▶ [PROMPT A]
Using the table thread below, decide whether each statement agrees with it. Answer yes or no and quote the words that settle it.
(i) The walnut stain went on before the kona stain.
(ii) PhillipRCW prefers breadboard ends with the mortise and tenon covered.
(iii) TheThom plans to use the table for more than 20 years.
▶ [PROMPT B] Translate this sentence from the table thread below into Spanish: "I know it didn't need the center support, but I really like the look it added."
▶ [PROMPT C]
Answer these questions from the table thread below.
(i) What grit of paper was used between the last couple of coats?
(ii) About how many coats of polyurethane were applied?
(iii) What kind of furniture does PhillipRCW say is all he has in his home?

▶ [TEXT]
The top was sanded with 120 grit paper (to smooth out splinters, but keep the rough cut marks) and then stained with a coat of Varathane walnut stain, then sanded with 180 grit paper and a coat of Varathane kona stain. After is dried there are ~5 coats of Varathane water bed polyurethane. The last couple of coats were lightly sanded with 220 grit b/t coats.

I know it didn't need the center support, but I really like the look it added.


----------



## PhillipRCW (Dec 9, 2014)

I will start out by saying that I am so sick of seeing rustic farm tables in my area. However, you did a great job. If I could show your post to all the DIY people in my area and make them build half the table you did, I would be a happy builder. I actually have nothing but rustic furniture in our home, but I don't build it unless it's commissioned right now. So many people have saturated the market with their Ana white designed tables that it kills me.

I'm very happy to see you did the breadboard ends the right way. I love the look of the exposed mortise and tenon at the end. I've seen them covered and I don't like it as much.


----------



## TheThom (Jul 1, 2011)

> I will start out by saying that I am so sick of seeing rustic farm tables in my area. However, you did a great job. If I could show your post to all the DIY people in my area and make them build half the table you did, I would be a happy builder. I actually have nothing but rustic furniture in our home, but I don t build it unless it s commissioned right now. So many people have saturated the market with their Ana white designed tables that it kills me.
> 
> I m very happy to see you did the breadboard ends the right way. I love the look of the exposed mortise and tenon at the end. I ve seen them covered and I don t like it as much.
> 
> - PhillipRCW


Thanks. My plan is to use it for 20+ years. I wanted something that would've looked good before the current rustic fad and will hopefully look good long after it fades.

We'll see.


----------



## TheFridge (May 1, 2014)

Nice work.


----------

▶ [MATERIAL]
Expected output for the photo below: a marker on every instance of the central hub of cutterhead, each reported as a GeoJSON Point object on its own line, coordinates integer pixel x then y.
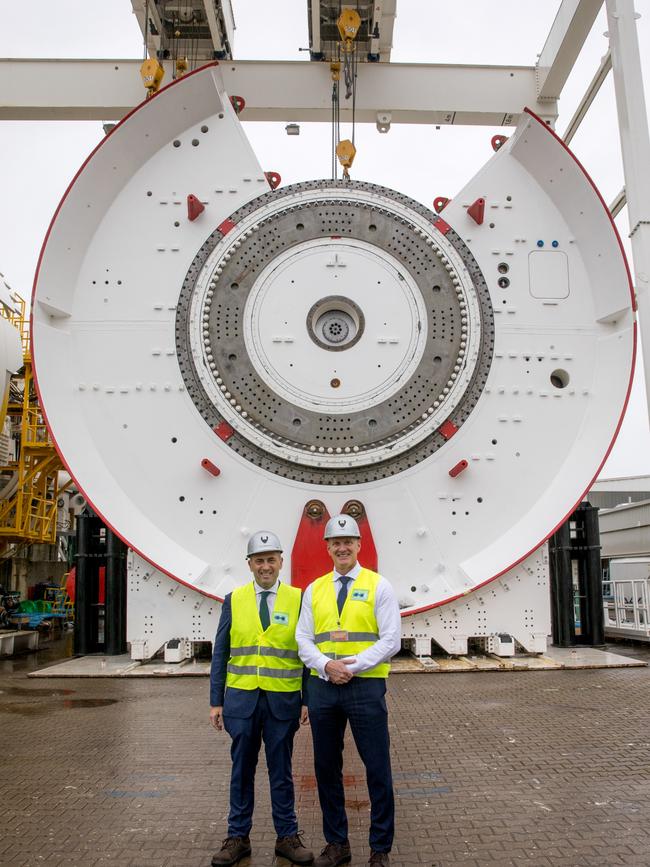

▶ [RESULT A]
(i) Yes: "stained with a coat of Varathane walnut stain, then sanded with 180 grit paper and a coat of Varathane kona stain"
(ii) No: "I've seen them covered and I don't like it as much."
(iii) Yes: "My plan is to use it for 20+ years."

▶ [RESULT B] Sé que no necesitaba el soporte central, pero me gusta mucho el aspecto que le dio.

▶ [RESULT C]
(i) 220 grit
(ii) About 5
(iii) Rustic furniture